[Saved entries]

=== Begin Enclosure ===

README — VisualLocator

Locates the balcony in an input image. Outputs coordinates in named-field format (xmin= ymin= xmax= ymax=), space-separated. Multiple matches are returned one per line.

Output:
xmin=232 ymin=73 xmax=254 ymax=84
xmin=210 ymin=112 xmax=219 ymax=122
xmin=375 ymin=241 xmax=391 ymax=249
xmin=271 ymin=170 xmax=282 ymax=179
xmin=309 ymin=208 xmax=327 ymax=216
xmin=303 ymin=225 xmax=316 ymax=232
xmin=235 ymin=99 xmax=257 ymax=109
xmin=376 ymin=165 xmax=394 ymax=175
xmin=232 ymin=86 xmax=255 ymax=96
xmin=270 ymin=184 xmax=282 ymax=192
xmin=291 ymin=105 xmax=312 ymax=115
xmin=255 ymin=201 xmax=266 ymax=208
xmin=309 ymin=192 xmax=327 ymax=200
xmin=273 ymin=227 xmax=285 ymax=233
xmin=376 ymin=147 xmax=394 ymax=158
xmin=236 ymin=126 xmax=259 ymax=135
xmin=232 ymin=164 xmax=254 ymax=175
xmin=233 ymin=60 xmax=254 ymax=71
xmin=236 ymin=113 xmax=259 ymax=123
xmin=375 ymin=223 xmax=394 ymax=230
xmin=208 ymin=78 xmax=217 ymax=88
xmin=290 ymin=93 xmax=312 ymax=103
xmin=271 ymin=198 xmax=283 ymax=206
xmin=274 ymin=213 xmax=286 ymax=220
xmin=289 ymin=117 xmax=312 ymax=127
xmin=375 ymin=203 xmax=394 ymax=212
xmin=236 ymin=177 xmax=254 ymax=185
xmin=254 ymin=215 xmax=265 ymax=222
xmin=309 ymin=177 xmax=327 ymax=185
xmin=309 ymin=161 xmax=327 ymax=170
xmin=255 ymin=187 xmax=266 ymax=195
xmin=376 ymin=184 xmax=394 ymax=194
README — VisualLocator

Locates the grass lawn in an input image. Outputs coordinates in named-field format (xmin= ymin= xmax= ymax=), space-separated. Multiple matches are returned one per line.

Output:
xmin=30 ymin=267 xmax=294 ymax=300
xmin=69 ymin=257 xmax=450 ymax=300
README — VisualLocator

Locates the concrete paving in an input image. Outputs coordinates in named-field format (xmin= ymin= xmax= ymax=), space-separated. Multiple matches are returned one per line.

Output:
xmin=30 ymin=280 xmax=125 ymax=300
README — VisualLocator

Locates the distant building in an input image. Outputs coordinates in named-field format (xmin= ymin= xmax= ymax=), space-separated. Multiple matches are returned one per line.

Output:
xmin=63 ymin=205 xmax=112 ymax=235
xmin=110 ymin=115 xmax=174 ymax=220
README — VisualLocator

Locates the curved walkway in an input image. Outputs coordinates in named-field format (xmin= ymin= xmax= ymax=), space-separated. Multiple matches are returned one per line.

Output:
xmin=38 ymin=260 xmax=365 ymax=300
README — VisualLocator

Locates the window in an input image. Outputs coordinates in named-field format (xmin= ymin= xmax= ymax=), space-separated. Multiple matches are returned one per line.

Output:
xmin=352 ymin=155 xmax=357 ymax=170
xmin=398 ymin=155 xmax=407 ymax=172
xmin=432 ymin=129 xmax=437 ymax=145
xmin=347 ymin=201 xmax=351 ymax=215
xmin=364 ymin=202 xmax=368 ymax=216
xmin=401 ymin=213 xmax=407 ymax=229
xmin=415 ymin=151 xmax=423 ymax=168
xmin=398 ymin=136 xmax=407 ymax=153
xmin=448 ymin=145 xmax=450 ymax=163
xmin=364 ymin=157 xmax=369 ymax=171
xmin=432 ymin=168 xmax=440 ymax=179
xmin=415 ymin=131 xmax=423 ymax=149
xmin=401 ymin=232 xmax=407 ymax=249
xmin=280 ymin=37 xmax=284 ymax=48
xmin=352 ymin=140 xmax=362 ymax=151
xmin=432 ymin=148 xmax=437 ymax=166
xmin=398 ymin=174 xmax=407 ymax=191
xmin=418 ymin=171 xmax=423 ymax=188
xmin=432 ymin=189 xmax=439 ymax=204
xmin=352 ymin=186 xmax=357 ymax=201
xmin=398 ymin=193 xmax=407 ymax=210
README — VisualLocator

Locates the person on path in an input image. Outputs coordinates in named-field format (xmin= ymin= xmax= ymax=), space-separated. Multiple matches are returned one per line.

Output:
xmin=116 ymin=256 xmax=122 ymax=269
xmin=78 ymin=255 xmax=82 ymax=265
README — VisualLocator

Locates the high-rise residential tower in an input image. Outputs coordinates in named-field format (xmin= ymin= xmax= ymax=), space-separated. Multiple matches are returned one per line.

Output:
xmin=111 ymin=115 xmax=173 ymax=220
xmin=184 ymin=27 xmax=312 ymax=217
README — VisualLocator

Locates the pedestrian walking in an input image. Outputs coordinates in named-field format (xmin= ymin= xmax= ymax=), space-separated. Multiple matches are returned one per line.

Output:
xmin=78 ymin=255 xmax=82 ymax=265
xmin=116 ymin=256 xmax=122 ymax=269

=== End Enclosure ===

* _DIRECTIONS_
Transcribe the data in full, matching every line exactly.

* _EXERCISE RESULT_
README — VisualLocator

Locates the balcony in an input image. Outputs coordinates in named-field format (xmin= ymin= xmax= ymax=), space-separated. Multiple matches are returned one per line.

Output:
xmin=232 ymin=73 xmax=254 ymax=84
xmin=210 ymin=112 xmax=219 ymax=122
xmin=375 ymin=241 xmax=391 ymax=249
xmin=271 ymin=170 xmax=282 ymax=179
xmin=309 ymin=208 xmax=327 ymax=216
xmin=303 ymin=225 xmax=316 ymax=232
xmin=235 ymin=99 xmax=257 ymax=109
xmin=376 ymin=165 xmax=394 ymax=175
xmin=232 ymin=86 xmax=255 ymax=96
xmin=270 ymin=184 xmax=282 ymax=192
xmin=291 ymin=105 xmax=312 ymax=115
xmin=255 ymin=201 xmax=266 ymax=208
xmin=309 ymin=192 xmax=327 ymax=200
xmin=273 ymin=227 xmax=285 ymax=233
xmin=376 ymin=147 xmax=394 ymax=158
xmin=236 ymin=126 xmax=259 ymax=135
xmin=232 ymin=164 xmax=254 ymax=175
xmin=233 ymin=60 xmax=254 ymax=71
xmin=236 ymin=113 xmax=259 ymax=123
xmin=375 ymin=223 xmax=394 ymax=230
xmin=208 ymin=78 xmax=217 ymax=88
xmin=290 ymin=93 xmax=312 ymax=103
xmin=271 ymin=198 xmax=283 ymax=206
xmin=274 ymin=213 xmax=286 ymax=220
xmin=289 ymin=117 xmax=312 ymax=127
xmin=375 ymin=203 xmax=394 ymax=212
xmin=236 ymin=177 xmax=254 ymax=185
xmin=254 ymin=215 xmax=265 ymax=222
xmin=309 ymin=177 xmax=327 ymax=185
xmin=309 ymin=161 xmax=327 ymax=170
xmin=255 ymin=187 xmax=266 ymax=195
xmin=376 ymin=184 xmax=394 ymax=194
README — VisualLocator

Locates the grass lawn in an input image. Outputs coordinates in named-field format (xmin= ymin= xmax= ymax=), space-separated. Multiple matches are returned one per line.

Output:
xmin=30 ymin=267 xmax=294 ymax=300
xmin=69 ymin=257 xmax=450 ymax=300
README — VisualLocator

Locates the concrete paving in an input image. Outputs coordinates in named-field format (xmin= ymin= xmax= ymax=), space-separated. Multiple matches are returned one per line.

Output:
xmin=30 ymin=280 xmax=125 ymax=300
README — VisualLocator

Locates the distant building in an input image. Outputs coordinates in named-field format (xmin= ymin= xmax= ymax=), space-separated. Multiple matches are returned one per line.

Output:
xmin=63 ymin=205 xmax=112 ymax=235
xmin=110 ymin=115 xmax=174 ymax=220
README — VisualLocator

Locates the curved walkway in an input image. Outputs coordinates in named-field format (xmin= ymin= xmax= ymax=), space-separated. Multiple matches are returned one per line.

Output:
xmin=38 ymin=260 xmax=365 ymax=300
README — VisualLocator

Locates the window in an input image. Outputs coordinates in named-field format (xmin= ymin= xmax= ymax=), space-separated. Multiple matches are returned one per line.

Output:
xmin=352 ymin=155 xmax=357 ymax=170
xmin=398 ymin=155 xmax=407 ymax=172
xmin=432 ymin=129 xmax=437 ymax=145
xmin=347 ymin=201 xmax=351 ymax=215
xmin=364 ymin=202 xmax=368 ymax=216
xmin=401 ymin=213 xmax=407 ymax=229
xmin=415 ymin=151 xmax=423 ymax=168
xmin=398 ymin=136 xmax=407 ymax=153
xmin=448 ymin=145 xmax=450 ymax=163
xmin=364 ymin=157 xmax=369 ymax=171
xmin=432 ymin=168 xmax=440 ymax=179
xmin=415 ymin=131 xmax=423 ymax=149
xmin=401 ymin=232 xmax=407 ymax=249
xmin=280 ymin=37 xmax=284 ymax=48
xmin=352 ymin=140 xmax=362 ymax=151
xmin=432 ymin=148 xmax=437 ymax=166
xmin=398 ymin=174 xmax=407 ymax=191
xmin=418 ymin=171 xmax=423 ymax=188
xmin=432 ymin=189 xmax=439 ymax=204
xmin=352 ymin=186 xmax=357 ymax=201
xmin=398 ymin=193 xmax=407 ymax=210
README — VisualLocator

Locates the person on path in an input image. Outputs coordinates in named-field format (xmin= ymin= xmax= ymax=), space-separated. Multiple matches are returned one per line.

Output:
xmin=116 ymin=256 xmax=122 ymax=269
xmin=78 ymin=255 xmax=82 ymax=265
README — VisualLocator

Locates the high-rise residential tower in an input image. Outputs coordinates in named-field format (xmin= ymin= xmax= ymax=), space-separated. Multiple matches are returned one per line.

Output:
xmin=111 ymin=115 xmax=173 ymax=220
xmin=184 ymin=27 xmax=312 ymax=217
README — VisualLocator

Locates the pedestrian walking in an input image. Outputs coordinates in named-field format (xmin= ymin= xmax= ymax=), space-separated. Multiple matches are returned one per line.

Output:
xmin=78 ymin=255 xmax=82 ymax=265
xmin=116 ymin=256 xmax=122 ymax=269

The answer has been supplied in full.